━━ Records provided ━━

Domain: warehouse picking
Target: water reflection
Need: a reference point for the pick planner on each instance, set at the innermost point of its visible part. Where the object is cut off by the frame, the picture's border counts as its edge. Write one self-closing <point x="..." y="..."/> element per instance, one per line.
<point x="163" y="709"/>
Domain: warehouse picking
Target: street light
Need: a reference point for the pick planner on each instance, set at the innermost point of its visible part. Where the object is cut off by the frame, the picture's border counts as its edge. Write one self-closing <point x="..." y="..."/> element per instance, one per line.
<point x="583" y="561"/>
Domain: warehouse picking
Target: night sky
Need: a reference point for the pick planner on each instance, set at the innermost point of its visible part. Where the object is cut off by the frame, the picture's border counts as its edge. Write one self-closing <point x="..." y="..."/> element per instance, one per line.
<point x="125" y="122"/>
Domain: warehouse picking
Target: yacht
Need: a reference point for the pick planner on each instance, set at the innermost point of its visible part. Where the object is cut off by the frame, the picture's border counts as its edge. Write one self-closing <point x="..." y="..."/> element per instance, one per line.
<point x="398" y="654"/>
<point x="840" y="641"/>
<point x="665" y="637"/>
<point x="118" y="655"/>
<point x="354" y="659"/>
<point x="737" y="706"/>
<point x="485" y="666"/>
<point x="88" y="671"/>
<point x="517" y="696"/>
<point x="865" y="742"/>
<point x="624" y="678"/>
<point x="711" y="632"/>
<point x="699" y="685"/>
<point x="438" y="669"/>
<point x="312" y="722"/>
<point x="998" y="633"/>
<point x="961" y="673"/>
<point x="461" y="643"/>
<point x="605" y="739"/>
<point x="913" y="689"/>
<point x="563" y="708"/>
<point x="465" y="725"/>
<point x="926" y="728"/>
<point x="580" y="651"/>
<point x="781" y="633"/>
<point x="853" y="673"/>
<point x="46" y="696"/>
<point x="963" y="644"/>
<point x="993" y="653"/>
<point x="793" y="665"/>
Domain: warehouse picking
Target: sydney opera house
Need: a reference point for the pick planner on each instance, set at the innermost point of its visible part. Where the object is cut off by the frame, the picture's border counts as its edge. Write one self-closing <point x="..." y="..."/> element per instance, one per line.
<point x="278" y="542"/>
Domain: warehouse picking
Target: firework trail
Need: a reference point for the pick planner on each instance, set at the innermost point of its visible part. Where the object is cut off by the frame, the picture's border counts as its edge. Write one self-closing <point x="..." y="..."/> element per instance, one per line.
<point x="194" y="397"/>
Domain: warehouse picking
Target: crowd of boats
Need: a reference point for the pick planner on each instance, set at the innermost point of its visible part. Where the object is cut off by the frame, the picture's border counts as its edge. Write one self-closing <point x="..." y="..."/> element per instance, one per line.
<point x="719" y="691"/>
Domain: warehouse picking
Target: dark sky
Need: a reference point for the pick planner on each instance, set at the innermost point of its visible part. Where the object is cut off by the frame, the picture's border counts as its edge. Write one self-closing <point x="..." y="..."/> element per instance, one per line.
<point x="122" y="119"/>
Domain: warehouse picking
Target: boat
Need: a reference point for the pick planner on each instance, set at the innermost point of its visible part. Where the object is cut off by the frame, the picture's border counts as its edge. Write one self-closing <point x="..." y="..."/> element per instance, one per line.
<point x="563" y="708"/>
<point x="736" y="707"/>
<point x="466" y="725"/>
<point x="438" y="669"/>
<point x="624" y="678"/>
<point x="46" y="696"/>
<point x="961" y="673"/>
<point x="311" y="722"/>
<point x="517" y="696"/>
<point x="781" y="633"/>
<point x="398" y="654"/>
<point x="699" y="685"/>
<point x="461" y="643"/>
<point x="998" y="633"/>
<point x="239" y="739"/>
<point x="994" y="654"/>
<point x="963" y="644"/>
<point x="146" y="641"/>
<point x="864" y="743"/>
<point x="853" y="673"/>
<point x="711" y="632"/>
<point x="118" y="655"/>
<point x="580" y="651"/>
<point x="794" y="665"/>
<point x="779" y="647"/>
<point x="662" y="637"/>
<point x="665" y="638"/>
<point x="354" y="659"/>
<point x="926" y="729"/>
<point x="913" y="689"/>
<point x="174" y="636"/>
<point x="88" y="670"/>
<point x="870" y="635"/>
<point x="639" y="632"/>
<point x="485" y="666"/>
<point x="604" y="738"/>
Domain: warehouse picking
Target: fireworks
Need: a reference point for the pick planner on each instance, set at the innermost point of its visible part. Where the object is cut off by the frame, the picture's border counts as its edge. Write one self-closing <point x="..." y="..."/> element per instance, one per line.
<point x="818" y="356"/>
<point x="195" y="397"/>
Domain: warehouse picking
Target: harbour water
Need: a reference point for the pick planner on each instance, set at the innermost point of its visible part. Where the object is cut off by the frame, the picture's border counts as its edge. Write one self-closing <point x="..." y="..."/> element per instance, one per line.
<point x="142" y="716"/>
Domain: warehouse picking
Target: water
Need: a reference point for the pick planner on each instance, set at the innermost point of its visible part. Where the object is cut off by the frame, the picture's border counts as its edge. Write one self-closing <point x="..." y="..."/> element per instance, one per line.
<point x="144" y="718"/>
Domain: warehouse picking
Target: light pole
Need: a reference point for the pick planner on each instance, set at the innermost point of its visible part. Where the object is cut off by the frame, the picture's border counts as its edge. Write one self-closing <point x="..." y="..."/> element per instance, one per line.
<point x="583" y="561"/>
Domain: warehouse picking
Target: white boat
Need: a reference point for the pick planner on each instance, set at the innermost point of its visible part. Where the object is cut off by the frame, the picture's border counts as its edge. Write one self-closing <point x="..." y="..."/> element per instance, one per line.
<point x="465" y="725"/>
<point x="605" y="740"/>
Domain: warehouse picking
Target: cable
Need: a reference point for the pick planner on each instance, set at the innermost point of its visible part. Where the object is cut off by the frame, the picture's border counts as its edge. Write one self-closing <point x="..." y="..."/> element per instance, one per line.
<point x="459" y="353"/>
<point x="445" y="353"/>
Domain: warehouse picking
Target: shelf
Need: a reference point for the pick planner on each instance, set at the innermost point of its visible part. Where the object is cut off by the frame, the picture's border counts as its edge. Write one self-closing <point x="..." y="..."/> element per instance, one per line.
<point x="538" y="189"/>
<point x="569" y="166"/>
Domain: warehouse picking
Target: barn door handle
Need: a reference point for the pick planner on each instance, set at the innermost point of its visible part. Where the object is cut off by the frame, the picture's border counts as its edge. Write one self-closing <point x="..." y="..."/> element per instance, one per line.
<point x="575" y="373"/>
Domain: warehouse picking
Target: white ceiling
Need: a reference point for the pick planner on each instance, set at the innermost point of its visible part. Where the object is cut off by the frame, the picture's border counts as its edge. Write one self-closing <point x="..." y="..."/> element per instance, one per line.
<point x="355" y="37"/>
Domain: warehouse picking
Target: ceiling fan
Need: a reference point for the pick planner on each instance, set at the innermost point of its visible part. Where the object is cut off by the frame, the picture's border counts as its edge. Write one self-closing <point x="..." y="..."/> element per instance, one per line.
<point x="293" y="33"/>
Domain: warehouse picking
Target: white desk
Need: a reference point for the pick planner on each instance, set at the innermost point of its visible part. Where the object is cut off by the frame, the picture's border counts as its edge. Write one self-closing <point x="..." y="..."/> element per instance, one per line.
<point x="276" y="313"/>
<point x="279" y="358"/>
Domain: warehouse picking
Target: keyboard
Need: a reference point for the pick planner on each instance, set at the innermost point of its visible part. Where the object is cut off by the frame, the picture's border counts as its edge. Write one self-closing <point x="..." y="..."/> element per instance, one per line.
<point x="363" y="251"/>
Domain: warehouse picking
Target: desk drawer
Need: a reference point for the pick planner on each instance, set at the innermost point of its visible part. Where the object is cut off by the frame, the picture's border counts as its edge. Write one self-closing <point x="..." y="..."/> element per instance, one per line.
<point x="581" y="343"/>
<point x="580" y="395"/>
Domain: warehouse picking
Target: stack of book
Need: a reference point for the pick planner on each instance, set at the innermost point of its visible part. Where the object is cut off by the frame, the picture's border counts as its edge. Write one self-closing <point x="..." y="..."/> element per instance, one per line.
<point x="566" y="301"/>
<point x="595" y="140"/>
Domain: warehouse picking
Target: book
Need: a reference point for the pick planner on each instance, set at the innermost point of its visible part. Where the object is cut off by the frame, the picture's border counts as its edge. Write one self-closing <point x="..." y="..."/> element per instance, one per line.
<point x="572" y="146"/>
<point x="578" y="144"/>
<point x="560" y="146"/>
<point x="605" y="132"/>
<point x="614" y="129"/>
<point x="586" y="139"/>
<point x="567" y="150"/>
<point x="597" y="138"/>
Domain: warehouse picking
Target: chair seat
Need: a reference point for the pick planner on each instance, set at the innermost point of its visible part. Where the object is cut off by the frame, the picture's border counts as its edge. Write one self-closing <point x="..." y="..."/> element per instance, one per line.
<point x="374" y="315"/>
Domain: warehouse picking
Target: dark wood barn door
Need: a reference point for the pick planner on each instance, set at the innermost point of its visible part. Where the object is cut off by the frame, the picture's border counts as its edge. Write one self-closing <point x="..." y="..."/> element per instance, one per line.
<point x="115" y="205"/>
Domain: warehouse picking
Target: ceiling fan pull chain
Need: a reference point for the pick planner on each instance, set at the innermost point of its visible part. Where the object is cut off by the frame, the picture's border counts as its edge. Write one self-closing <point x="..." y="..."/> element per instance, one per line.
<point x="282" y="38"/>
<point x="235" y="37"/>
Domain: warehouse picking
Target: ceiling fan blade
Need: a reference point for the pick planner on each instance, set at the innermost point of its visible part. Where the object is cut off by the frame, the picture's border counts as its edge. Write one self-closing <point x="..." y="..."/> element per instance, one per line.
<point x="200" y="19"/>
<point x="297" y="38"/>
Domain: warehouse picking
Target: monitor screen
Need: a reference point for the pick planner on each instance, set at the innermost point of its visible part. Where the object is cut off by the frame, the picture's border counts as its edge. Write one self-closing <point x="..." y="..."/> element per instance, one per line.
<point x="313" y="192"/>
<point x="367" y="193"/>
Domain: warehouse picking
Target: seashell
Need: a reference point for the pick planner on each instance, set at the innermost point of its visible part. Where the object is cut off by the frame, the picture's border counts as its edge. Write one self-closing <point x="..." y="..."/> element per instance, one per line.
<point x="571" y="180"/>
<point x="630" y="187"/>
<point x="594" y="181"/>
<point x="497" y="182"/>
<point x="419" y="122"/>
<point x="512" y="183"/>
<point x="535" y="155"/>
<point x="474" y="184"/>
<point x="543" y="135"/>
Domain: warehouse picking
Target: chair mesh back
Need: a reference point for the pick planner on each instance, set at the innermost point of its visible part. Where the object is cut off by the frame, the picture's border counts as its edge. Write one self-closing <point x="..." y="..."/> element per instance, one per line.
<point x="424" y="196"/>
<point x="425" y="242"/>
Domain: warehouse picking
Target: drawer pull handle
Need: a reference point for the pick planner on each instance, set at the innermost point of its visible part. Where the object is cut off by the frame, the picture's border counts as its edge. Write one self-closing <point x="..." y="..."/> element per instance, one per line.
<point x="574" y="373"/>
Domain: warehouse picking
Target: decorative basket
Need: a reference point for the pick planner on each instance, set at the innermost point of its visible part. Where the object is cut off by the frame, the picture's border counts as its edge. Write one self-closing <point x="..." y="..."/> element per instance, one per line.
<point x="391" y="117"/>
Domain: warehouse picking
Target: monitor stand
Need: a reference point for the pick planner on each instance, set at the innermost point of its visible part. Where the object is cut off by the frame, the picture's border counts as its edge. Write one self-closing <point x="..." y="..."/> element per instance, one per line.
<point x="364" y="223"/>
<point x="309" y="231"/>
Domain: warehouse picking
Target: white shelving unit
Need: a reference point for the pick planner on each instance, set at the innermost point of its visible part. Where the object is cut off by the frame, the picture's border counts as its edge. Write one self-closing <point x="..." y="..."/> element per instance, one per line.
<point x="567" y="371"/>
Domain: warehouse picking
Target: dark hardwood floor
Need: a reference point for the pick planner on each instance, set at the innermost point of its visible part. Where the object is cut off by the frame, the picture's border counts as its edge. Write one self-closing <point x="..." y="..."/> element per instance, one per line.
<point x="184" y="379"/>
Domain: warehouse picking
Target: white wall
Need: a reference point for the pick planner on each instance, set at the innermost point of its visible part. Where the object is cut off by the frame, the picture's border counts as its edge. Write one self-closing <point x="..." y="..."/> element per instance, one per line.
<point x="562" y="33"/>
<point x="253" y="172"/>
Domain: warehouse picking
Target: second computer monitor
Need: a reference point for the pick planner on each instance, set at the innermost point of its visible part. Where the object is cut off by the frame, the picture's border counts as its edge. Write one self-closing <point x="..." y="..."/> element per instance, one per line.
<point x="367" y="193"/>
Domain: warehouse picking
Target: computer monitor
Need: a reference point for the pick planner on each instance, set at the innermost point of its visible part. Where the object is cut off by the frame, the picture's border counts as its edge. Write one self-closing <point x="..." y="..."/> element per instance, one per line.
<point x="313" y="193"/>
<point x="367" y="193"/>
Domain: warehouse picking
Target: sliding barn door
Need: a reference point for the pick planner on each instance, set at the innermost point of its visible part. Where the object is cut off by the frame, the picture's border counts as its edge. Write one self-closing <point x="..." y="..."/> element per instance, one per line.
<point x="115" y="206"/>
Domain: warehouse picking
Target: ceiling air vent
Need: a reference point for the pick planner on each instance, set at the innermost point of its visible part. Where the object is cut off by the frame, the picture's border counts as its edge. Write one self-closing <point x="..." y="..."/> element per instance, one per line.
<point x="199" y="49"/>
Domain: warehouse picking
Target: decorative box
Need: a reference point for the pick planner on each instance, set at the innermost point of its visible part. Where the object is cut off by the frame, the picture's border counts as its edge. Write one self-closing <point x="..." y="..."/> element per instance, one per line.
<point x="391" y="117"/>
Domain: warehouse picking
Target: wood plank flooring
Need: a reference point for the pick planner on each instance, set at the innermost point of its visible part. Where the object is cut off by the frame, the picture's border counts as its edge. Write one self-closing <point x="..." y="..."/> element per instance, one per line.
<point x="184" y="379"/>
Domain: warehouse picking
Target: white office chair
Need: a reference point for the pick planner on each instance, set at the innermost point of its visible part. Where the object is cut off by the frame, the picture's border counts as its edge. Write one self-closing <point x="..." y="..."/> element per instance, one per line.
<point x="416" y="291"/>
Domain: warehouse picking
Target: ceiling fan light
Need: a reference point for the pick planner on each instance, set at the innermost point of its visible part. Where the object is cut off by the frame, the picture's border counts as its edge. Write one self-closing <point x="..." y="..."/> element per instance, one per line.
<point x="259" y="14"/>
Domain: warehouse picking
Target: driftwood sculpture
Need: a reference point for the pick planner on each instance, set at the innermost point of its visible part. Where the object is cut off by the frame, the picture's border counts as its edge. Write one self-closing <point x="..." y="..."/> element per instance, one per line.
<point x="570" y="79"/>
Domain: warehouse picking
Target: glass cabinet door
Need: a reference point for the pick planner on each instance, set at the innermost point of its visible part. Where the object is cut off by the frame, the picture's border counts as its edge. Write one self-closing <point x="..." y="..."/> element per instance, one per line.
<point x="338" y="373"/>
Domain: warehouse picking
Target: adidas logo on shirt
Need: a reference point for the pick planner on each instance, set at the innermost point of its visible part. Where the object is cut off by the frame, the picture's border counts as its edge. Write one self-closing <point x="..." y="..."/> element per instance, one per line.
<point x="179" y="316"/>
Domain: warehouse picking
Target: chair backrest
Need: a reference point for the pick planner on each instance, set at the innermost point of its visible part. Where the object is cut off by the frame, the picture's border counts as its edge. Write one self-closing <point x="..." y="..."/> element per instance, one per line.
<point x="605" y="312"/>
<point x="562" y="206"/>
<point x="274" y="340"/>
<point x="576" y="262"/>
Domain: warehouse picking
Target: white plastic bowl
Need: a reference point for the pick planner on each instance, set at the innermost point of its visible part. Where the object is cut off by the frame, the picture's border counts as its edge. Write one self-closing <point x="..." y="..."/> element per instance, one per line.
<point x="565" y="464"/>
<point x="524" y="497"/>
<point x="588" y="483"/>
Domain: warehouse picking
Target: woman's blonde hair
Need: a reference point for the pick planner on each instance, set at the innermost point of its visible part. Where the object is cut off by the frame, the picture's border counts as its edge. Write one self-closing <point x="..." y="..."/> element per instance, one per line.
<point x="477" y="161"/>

━━━

Task:
Pick out every line of the records above that contains the word "pull", and copy each one in full. Case counts.

Reply:
Target: ceiling fan pull chain
Target: drawer pull handle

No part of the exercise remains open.